*** Block opens ***

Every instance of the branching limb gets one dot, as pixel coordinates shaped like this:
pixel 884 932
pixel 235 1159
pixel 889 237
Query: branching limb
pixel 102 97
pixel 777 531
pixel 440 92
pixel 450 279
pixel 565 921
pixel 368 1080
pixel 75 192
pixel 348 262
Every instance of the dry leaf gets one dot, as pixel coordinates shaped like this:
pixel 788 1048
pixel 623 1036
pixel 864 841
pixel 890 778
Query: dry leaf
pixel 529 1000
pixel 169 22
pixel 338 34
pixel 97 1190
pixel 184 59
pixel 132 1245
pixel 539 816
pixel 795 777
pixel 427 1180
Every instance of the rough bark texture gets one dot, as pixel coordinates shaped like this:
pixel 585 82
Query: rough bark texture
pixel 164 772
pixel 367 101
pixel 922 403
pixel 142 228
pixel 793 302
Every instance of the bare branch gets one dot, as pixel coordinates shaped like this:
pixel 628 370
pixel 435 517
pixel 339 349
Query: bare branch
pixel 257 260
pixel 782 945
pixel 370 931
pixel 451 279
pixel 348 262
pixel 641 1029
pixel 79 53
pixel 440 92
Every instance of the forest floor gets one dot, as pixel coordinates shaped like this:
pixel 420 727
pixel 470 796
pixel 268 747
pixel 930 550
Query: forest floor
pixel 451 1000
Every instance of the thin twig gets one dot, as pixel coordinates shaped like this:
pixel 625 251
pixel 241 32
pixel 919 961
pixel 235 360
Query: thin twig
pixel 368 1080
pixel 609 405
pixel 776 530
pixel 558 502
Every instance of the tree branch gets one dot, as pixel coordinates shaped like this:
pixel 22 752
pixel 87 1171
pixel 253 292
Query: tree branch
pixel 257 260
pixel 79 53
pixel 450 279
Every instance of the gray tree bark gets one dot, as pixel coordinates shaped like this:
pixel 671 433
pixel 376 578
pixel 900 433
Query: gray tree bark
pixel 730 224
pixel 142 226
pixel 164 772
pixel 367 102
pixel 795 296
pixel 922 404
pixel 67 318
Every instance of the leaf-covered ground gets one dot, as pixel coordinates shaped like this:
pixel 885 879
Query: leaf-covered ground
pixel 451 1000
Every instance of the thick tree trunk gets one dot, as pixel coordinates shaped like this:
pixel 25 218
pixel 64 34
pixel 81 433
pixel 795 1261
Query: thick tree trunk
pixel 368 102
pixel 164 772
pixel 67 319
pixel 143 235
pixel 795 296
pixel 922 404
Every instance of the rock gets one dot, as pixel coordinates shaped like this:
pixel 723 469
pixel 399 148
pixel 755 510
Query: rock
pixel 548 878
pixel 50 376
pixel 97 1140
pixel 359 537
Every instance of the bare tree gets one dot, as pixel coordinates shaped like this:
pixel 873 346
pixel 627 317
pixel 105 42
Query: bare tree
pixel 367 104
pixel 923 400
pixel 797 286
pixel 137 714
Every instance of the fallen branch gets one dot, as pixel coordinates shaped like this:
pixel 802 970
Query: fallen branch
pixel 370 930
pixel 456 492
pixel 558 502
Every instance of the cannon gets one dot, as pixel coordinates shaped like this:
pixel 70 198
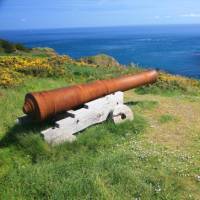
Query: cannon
pixel 83 105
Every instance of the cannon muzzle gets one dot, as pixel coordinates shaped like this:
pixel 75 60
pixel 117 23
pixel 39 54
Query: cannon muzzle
pixel 42 105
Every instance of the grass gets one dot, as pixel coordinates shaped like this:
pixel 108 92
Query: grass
pixel 154 157
pixel 167 118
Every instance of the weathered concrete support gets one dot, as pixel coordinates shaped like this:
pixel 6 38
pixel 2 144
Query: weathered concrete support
pixel 91 113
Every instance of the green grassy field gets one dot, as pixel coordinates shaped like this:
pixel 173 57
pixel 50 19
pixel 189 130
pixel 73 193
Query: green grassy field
pixel 156 156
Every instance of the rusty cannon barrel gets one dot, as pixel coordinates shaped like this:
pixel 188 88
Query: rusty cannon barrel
pixel 42 105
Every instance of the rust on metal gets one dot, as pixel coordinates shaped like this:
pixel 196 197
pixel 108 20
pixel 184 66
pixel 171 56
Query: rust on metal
pixel 42 105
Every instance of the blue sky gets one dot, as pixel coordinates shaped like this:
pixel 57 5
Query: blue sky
pixel 37 14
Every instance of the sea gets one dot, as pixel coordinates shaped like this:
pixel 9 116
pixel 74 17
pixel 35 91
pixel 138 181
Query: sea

*** Block closes ***

## PROBLEM STATEMENT
Would you copy out exactly the lines above that start at the one containing "Query: bare branch" and end at the one containing "pixel 22 752", inclusive?

## ANSWER TO THIS TASK
Query: bare branch
pixel 257 260
pixel 782 945
pixel 370 931
pixel 451 279
pixel 348 262
pixel 641 1029
pixel 79 53
pixel 440 92
Every instance of the forest floor gets one dot, as pixel coordinates shaped like this:
pixel 420 727
pixel 470 796
pixel 268 747
pixel 930 550
Query: forest floor
pixel 451 1000
Every instance of the thin twig gets one dot, as pixel coordinates shaped like this:
pixel 625 251
pixel 241 32
pixel 919 961
pixel 235 360
Query: thin twig
pixel 368 1080
pixel 609 405
pixel 776 530
pixel 558 502
Every instance of the tree branch gets one dot, as pixel coordinates shaped like this:
pixel 22 752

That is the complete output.